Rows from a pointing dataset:
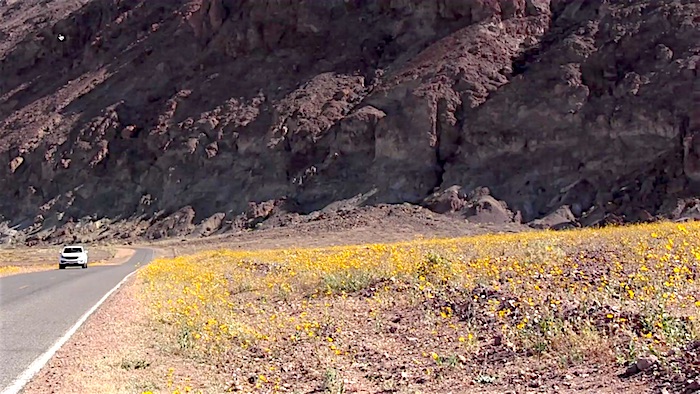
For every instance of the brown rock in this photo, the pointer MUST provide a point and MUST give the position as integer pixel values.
(238, 101)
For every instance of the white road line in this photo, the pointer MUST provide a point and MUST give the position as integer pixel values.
(40, 361)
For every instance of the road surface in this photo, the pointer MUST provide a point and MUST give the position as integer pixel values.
(38, 309)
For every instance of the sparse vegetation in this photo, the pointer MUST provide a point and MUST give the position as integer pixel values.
(427, 313)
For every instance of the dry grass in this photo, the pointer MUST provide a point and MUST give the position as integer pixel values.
(437, 314)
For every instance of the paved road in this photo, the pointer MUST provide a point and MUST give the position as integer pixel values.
(37, 309)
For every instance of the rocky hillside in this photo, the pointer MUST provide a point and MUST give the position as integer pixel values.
(128, 117)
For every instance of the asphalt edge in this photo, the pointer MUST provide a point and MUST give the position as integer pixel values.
(28, 374)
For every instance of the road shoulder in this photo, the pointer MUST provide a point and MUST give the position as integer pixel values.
(115, 351)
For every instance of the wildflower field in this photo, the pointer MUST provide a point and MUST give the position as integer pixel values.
(430, 314)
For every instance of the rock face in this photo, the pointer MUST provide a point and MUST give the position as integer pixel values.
(179, 114)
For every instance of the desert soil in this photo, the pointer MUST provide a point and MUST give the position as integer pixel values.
(116, 351)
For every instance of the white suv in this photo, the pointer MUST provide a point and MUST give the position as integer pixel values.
(73, 255)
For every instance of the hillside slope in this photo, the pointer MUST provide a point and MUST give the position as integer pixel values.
(165, 115)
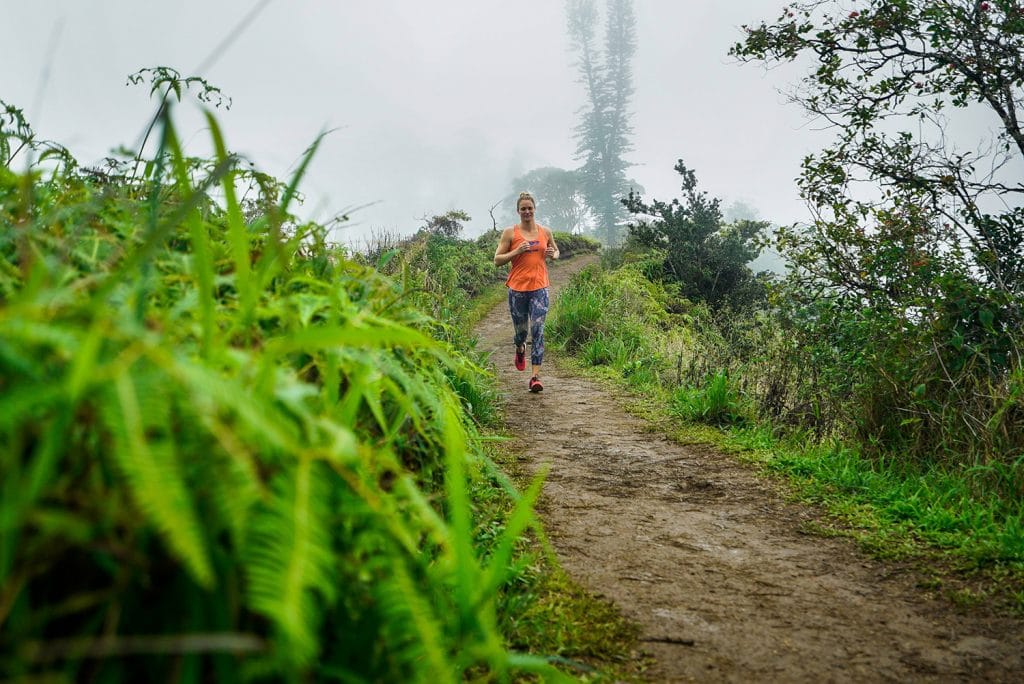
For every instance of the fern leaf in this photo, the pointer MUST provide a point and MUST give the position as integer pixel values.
(152, 471)
(290, 560)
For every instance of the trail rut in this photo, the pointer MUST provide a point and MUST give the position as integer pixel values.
(714, 564)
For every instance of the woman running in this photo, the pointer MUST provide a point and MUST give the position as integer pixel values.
(526, 245)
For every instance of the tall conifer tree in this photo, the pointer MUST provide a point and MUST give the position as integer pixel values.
(604, 130)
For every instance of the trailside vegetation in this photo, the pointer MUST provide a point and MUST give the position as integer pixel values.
(906, 294)
(883, 372)
(604, 129)
(228, 450)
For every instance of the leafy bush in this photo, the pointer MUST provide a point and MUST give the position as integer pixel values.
(706, 257)
(228, 451)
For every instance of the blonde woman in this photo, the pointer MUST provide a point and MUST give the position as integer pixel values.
(526, 246)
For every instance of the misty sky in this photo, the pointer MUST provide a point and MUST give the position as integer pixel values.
(435, 105)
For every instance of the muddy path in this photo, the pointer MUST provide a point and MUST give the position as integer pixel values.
(713, 563)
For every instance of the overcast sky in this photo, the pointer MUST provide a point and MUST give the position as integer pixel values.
(437, 105)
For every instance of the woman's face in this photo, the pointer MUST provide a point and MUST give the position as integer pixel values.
(526, 210)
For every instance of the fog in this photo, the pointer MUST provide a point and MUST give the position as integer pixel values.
(430, 107)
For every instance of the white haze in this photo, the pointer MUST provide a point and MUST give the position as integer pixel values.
(431, 105)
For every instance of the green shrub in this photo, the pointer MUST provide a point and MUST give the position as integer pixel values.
(227, 452)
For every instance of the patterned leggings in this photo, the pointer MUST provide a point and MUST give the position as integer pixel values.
(528, 310)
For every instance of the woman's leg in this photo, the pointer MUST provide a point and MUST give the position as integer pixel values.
(519, 309)
(538, 312)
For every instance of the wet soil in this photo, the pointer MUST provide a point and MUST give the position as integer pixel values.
(714, 564)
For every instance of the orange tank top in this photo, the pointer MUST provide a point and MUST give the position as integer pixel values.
(529, 271)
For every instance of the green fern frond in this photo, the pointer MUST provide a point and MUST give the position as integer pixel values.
(151, 468)
(290, 560)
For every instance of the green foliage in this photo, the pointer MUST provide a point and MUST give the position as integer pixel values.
(448, 224)
(777, 400)
(228, 451)
(564, 205)
(909, 296)
(707, 258)
(716, 401)
(603, 132)
(570, 245)
(620, 323)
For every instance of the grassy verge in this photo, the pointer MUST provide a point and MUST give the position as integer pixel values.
(542, 609)
(963, 529)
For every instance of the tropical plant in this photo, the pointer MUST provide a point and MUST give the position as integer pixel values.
(227, 451)
(910, 280)
(559, 196)
(603, 132)
(708, 258)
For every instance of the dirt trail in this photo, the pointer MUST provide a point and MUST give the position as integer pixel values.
(711, 561)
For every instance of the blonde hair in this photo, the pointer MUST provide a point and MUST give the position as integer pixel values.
(524, 196)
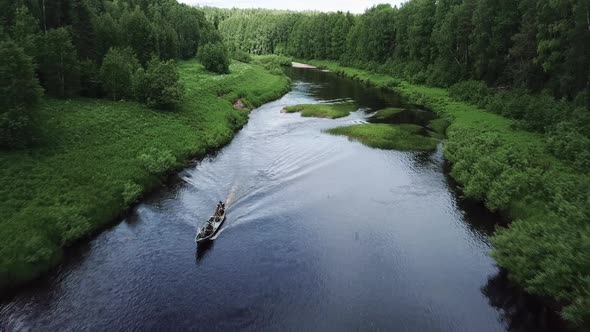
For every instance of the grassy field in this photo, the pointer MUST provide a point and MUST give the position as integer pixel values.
(391, 137)
(95, 158)
(547, 248)
(330, 111)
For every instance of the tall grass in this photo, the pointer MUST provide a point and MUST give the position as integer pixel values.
(330, 111)
(386, 136)
(96, 157)
(547, 248)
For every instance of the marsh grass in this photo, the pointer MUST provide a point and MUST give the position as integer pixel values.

▶ TASK DESCRIPTION
Extract only the lines from the line containing "For every instance of the blonde hair" through the final line of the listing above, unchanged; pictures stay out of the copy.

▶ RESPONSE FOR THIS EXERCISE
For every instance of the blonde hair in this photo, the pointer MUST provide a point and MUST give the position as integer pixel values.
(524, 196)
For every instance of the grassy field in this photo, the pointer MUST provide a point and MUST give the position as integer pixel values.
(391, 137)
(95, 158)
(547, 248)
(330, 111)
For every instance of the tall grass in this photo, the pointer MUST provide a point and MUST give the position as integer pixel values.
(330, 111)
(386, 136)
(96, 157)
(547, 248)
For every instance of the marsh grass in this photo, the pointer MUST provide a point and MUST give the position as integer pixel values.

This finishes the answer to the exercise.